+++ DATASET RECORDS +++
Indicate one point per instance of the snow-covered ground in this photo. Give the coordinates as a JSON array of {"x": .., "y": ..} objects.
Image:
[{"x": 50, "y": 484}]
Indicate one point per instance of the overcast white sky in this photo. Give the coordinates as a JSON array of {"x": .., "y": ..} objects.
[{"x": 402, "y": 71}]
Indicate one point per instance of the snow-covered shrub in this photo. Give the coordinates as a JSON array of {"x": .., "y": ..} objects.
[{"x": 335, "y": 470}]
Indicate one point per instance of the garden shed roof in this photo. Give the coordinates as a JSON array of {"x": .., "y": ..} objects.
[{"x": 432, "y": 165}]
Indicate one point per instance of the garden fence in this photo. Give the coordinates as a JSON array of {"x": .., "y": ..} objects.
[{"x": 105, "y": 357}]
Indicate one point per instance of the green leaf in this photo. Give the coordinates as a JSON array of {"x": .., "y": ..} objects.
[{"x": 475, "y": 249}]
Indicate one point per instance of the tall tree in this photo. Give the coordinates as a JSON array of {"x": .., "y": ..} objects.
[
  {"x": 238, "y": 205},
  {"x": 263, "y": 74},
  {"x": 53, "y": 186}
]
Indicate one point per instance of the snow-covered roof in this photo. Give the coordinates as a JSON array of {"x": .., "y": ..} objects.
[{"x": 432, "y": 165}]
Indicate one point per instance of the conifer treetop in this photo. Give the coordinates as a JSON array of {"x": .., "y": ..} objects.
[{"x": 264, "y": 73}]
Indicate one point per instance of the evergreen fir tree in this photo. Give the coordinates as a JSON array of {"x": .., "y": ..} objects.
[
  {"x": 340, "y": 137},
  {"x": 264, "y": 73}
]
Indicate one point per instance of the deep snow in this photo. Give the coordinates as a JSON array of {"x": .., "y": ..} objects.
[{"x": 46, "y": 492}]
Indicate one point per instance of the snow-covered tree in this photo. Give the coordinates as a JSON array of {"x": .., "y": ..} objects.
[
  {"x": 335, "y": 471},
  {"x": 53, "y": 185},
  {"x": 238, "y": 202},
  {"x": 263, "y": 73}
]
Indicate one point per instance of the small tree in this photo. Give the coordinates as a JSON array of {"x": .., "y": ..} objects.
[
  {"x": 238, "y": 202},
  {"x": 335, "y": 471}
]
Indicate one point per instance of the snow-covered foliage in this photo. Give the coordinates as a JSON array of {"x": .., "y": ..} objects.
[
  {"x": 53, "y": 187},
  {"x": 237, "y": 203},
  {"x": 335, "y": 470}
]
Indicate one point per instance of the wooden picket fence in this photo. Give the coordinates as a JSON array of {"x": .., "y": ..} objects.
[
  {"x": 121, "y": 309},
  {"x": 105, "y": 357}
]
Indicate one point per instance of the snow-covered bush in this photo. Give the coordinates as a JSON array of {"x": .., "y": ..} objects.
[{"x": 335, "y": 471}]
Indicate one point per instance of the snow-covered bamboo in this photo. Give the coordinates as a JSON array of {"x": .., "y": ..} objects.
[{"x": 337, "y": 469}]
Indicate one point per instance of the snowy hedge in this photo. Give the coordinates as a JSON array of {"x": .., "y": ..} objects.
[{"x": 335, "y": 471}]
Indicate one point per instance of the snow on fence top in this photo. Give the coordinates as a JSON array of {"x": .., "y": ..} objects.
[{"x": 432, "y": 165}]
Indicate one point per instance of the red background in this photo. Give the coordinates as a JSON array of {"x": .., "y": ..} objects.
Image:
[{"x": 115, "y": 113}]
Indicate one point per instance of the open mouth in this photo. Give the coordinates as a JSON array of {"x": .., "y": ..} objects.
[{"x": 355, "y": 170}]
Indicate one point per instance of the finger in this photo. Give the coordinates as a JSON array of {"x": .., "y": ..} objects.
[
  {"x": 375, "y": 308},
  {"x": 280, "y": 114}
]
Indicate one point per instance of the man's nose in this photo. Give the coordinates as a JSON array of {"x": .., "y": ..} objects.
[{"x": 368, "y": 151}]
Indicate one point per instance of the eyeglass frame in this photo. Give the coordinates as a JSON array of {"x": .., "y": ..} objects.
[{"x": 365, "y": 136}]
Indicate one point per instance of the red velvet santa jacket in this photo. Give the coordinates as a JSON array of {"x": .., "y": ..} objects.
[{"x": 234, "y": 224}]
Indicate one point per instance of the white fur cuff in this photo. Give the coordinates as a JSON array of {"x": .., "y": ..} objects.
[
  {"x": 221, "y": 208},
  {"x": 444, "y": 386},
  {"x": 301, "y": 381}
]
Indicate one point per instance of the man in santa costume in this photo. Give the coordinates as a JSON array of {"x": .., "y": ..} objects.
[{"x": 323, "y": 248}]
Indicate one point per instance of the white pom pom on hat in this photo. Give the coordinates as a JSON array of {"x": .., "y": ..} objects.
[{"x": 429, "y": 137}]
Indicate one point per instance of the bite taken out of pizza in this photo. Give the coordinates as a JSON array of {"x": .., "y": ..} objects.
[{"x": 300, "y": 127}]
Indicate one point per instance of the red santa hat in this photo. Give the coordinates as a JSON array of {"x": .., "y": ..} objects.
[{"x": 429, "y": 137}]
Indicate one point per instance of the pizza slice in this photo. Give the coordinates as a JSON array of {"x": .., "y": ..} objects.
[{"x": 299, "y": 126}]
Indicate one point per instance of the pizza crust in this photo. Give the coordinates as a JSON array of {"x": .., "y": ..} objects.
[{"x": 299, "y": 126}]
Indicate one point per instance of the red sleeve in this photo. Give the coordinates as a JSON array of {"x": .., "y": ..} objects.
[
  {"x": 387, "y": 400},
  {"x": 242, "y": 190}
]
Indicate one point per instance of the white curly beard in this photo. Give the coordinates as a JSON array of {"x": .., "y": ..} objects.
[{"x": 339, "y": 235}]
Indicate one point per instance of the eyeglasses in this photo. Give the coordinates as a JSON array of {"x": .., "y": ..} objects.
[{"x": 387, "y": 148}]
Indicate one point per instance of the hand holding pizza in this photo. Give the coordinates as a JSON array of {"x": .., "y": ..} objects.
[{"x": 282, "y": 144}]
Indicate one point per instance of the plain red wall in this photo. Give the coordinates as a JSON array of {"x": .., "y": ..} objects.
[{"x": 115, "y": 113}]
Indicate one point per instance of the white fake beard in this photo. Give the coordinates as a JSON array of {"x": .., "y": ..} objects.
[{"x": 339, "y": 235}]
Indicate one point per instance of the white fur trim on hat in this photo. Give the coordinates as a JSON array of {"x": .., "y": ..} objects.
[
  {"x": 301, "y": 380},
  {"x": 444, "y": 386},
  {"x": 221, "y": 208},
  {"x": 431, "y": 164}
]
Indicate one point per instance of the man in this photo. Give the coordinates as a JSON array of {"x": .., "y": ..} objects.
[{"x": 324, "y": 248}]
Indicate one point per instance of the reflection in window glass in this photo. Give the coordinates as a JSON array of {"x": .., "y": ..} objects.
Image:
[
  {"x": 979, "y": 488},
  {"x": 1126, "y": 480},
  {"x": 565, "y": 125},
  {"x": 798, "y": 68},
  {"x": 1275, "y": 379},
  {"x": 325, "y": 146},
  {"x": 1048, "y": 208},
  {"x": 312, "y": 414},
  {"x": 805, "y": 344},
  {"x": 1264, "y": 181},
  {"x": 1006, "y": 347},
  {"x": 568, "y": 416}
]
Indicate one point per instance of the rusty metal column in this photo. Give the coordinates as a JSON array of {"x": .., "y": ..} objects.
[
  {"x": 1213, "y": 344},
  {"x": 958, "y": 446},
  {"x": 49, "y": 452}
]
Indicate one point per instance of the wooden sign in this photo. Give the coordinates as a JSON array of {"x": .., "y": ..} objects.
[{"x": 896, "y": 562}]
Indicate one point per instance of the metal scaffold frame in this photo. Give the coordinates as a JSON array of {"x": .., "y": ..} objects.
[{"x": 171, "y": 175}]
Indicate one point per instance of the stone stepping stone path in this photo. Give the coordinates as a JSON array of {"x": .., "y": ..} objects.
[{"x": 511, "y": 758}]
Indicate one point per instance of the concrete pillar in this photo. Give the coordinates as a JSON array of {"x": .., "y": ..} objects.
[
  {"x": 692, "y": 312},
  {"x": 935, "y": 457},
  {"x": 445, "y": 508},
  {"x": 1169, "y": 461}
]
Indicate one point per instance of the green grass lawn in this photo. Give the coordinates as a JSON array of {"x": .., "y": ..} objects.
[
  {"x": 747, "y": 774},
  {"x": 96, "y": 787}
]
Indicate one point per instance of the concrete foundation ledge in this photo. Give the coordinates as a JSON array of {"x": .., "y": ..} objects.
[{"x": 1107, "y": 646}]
+++
## YOUR TASK
Beginning with the line that contains "Indicate one point per instance of the white fur trim", repeat every line through the end of the records and nothing more.

## COMPLETE RESPONSE
Indicate one point per instance of the white fur trim on hat in this photo. Give the coordinates as a JSON array of {"x": .., "y": ..} objects.
[
  {"x": 301, "y": 380},
  {"x": 444, "y": 386},
  {"x": 221, "y": 208},
  {"x": 431, "y": 164}
]
Indicate one point per instance of the man in this photo. Give the coordinates as a JSON array of {"x": .., "y": ..} objects.
[{"x": 324, "y": 248}]
Indicate one point per instance of the reflection in window glass in this photo. Give the coordinates as a JSON array of {"x": .., "y": ..} objects.
Image:
[
  {"x": 979, "y": 488},
  {"x": 1126, "y": 480},
  {"x": 565, "y": 125},
  {"x": 798, "y": 68},
  {"x": 1275, "y": 379},
  {"x": 325, "y": 146},
  {"x": 1048, "y": 208},
  {"x": 312, "y": 414},
  {"x": 805, "y": 344},
  {"x": 1264, "y": 181},
  {"x": 1006, "y": 347},
  {"x": 568, "y": 416}
]
Indicate one point per instance of the rusty metal column in this photo. Give the coordinates as a JSON array of {"x": .., "y": ..} objects.
[
  {"x": 1213, "y": 344},
  {"x": 958, "y": 446},
  {"x": 49, "y": 452}
]
Indicate one point per instance of the wooden sign in this photo. Give the coordinates as a JSON array of {"x": .., "y": ..} objects.
[{"x": 896, "y": 562}]
Indicate one point per instance of the metal scaffold frame in this photo. Give the coordinates as a JSON array of {"x": .., "y": ..} objects.
[{"x": 171, "y": 175}]
Indicate one point per instance of the stone stepping stone path in this photo. Give the coordinates as a JSON array of {"x": .., "y": ..} objects.
[{"x": 511, "y": 758}]
Indicate one point per instance of the concrete pillar in this photo. Give the coordinates as a JSON array of {"x": .., "y": ..} objects.
[
  {"x": 692, "y": 312},
  {"x": 935, "y": 457},
  {"x": 445, "y": 508},
  {"x": 1169, "y": 461}
]
Indicate one point per instance of the green grass lawn in this photo. Give the coordinates as a JSON array of {"x": .., "y": ..} objects.
[
  {"x": 747, "y": 774},
  {"x": 96, "y": 787}
]
Indicate one point per instance of the concrete foundation ledge in this photo. Give the coordinates as a JSON array of {"x": .., "y": ..} objects.
[{"x": 1107, "y": 646}]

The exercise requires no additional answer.